THE DATA below:

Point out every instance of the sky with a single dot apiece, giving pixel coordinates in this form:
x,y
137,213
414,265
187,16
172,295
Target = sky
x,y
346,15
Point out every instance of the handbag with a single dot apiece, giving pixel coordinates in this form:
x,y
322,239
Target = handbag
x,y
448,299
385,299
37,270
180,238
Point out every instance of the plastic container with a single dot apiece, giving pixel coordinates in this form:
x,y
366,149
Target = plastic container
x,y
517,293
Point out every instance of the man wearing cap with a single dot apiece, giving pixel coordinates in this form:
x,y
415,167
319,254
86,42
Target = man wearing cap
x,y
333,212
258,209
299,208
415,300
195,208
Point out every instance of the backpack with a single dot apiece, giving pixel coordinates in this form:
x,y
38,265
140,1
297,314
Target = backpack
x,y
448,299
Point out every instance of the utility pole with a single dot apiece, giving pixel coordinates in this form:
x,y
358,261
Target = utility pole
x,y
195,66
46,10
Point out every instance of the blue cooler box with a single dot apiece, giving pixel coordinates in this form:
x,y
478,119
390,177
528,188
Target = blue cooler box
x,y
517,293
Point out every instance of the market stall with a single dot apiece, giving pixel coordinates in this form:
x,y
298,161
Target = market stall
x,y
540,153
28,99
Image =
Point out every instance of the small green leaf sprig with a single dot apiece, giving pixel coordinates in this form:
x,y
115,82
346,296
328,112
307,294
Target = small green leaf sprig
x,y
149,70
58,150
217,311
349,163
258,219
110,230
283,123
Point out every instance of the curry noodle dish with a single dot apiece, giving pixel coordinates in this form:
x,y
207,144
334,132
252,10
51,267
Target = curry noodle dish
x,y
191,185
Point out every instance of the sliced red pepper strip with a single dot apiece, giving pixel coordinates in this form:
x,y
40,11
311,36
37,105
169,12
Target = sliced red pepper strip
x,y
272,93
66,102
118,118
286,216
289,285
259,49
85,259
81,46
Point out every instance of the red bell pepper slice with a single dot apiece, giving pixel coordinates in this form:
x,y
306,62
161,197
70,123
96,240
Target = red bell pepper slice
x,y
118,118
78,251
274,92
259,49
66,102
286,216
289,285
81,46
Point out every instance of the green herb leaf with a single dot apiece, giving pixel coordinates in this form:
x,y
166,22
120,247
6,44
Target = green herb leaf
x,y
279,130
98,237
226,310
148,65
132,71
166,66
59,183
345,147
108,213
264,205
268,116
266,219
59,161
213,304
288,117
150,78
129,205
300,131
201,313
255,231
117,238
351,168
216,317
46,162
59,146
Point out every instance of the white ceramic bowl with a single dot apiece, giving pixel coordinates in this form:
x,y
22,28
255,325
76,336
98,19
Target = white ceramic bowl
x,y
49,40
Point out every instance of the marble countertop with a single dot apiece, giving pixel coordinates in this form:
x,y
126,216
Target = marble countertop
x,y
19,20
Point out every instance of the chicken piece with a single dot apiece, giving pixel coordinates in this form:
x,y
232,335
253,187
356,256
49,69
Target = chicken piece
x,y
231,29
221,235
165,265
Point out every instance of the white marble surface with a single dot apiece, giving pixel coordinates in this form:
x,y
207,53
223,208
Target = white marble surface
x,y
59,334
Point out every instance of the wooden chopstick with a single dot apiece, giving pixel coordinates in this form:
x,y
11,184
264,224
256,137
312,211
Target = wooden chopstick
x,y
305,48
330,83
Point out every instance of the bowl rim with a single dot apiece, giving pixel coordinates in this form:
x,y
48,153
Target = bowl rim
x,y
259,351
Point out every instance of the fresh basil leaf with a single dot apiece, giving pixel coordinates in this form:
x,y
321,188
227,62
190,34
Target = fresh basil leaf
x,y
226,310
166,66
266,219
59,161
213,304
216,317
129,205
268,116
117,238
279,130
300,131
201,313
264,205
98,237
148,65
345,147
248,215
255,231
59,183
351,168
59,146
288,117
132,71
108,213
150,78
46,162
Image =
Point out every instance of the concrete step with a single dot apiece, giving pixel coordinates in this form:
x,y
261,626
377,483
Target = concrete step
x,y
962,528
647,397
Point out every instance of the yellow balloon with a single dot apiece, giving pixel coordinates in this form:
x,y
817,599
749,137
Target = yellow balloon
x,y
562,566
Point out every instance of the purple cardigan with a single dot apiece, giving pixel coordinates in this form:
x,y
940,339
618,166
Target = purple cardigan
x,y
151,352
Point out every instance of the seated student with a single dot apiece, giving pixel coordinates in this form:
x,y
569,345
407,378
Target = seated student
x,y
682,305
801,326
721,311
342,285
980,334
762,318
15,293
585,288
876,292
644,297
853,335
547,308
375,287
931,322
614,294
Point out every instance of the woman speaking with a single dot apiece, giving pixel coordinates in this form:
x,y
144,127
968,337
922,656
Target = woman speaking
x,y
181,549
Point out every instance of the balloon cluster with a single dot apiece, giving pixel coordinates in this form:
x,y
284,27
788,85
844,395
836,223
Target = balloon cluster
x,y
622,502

End of THE DATA.

> _WORK TO BE COMPLETED_: Every entry above must be reproduced exactly.

> _RESPONSE_:
Point out every instance of the sky with a single dot apiece, giving pixel coordinates in this form:
x,y
137,213
414,265
187,16
172,295
Target = sky
x,y
346,15
Point out every instance of the handbag with a single dot apiece, giving pixel coordinates in this form:
x,y
322,239
Target = handbag
x,y
448,299
385,299
37,270
180,238
Point out every instance of the plastic container with a single dot apiece, giving pixel coordinates in this form:
x,y
366,149
Target = plastic container
x,y
517,293
Point out every instance of the man wearing cap with a single dot apiece, giving pixel coordinates in this form:
x,y
415,167
319,254
86,42
Target = man wearing cap
x,y
333,212
258,209
299,208
415,300
195,208
Point out every instance of the backpack with a single dot apiece, giving pixel coordinates in this form:
x,y
38,265
140,1
297,314
Target = backpack
x,y
448,299
Point out every instance of the utility pole with a single dot apiece, giving pixel coordinates in this form:
x,y
358,261
Target = utility pole
x,y
195,66
46,10
Point out every instance of the blue cooler box with a single dot apiece, giving pixel coordinates in this form:
x,y
478,119
390,177
528,188
Target = blue cooler box
x,y
517,293
Point out every instance of the market stall with a single dot apiece, giving pixel coordinates in this form:
x,y
298,161
Target = market stall
x,y
540,153
28,99
Image =
Point out every instance of the small green leaf sprig with a single dot apiece, giving pixel coordinates in this form:
x,y
115,82
346,296
328,112
307,294
Target = small green leaf sprig
x,y
149,70
58,150
217,311
349,163
258,219
110,230
283,123
Point out every instance of the curry noodle dish with a single dot apiece, giving pixel coordinates in this form:
x,y
207,144
334,132
252,10
51,267
Target = curry noodle dish
x,y
191,185
Point out every instance of the sliced red pepper strip with a single dot apiece, giving pixel coordinates in this form:
x,y
40,11
311,36
37,105
169,12
Target = sliced red pepper strip
x,y
272,93
66,102
118,118
286,216
289,285
259,49
85,259
81,46
Point out every instance of the red bell pepper slice with a single dot apiece, giving pixel coordinates in this form:
x,y
306,62
161,197
70,123
96,240
Target = red bell pepper slice
x,y
118,118
78,251
274,92
259,49
66,102
286,216
289,285
81,46
Point out every instance of the green herb leaf with a single dot apiece, giving pixel coordinates in this form:
x,y
166,22
120,247
6,44
Target = green herb leaf
x,y
279,130
98,237
226,310
148,65
132,71
166,66
59,183
345,147
108,213
264,205
268,116
266,219
59,161
213,304
288,117
150,78
129,205
300,131
201,313
255,231
117,238
351,168
216,317
46,162
59,146
Point out every instance of the white ceramic bowl with a single dot apiece, giving pixel coordinates in this form:
x,y
22,28
255,325
76,336
98,19
Target = white ceramic bowl
x,y
49,40
Point out every instance of the marble countertop with a single dot apiece, giving pixel coordinates in this form:
x,y
126,216
Target = marble countertop
x,y
19,20
Point out every instance of the chicken piece with a single dot apiece, giving pixel coordinates in this form:
x,y
232,335
253,187
356,256
49,69
Target = chicken piece
x,y
231,29
221,235
165,265
Point out every instance of the white marble surface with a single dot apiece, giving pixel coordinates in this form:
x,y
207,53
223,208
Target = white marble surface
x,y
59,334
Point out every instance of the wooden chopstick with a single dot apiece, giving pixel coordinates in this form:
x,y
11,184
264,224
256,137
312,211
Target = wooden chopstick
x,y
305,48
330,83
Point out every instance of the bowl rim with a single dot apiece, giving pixel coordinates in this form:
x,y
48,153
Target = bowl rim
x,y
259,351
Point out every instance of the fresh basil leaf with a single dot apiece, giving pixel coordinates in this form:
x,y
321,188
227,62
190,34
Target = fresh basil leaf
x,y
226,310
166,66
266,219
59,161
213,304
216,317
129,205
268,116
117,238
279,130
300,131
201,313
264,205
98,237
148,65
345,147
248,215
255,231
59,183
351,168
59,146
288,117
132,71
108,213
150,78
46,162
Image =
Point out every instance of the concrete step with a single dot apiece, giving pixel coordinates in this form:
x,y
261,626
377,483
Target = concrete step
x,y
962,528
647,397
Point out every instance of the yellow balloon with a single dot apiece, giving pixel coordinates in this form:
x,y
817,599
749,137
Target = yellow balloon
x,y
562,566
Point out every instance of the purple cardigan with a single dot apiece, giving pixel coordinates in this form:
x,y
940,339
618,166
Target = purple cardigan
x,y
151,352
Point out every instance of the seated student with a single dot apiece, giving pixel coordinates in this form:
x,y
569,345
407,378
Target = seated student
x,y
682,305
801,326
721,311
342,285
980,334
762,318
15,293
585,288
876,292
644,297
853,335
547,308
375,287
931,322
614,294
Point out every instance of the woman speaking with a single dot apiece, giving pixel coordinates in this form:
x,y
144,127
968,337
922,656
Target = woman speaking
x,y
181,549
Point out every instance of the balloon cluster with a single dot apiece, giving pixel coordinates in this form:
x,y
284,27
788,85
844,395
836,223
Target = balloon cluster
x,y
622,502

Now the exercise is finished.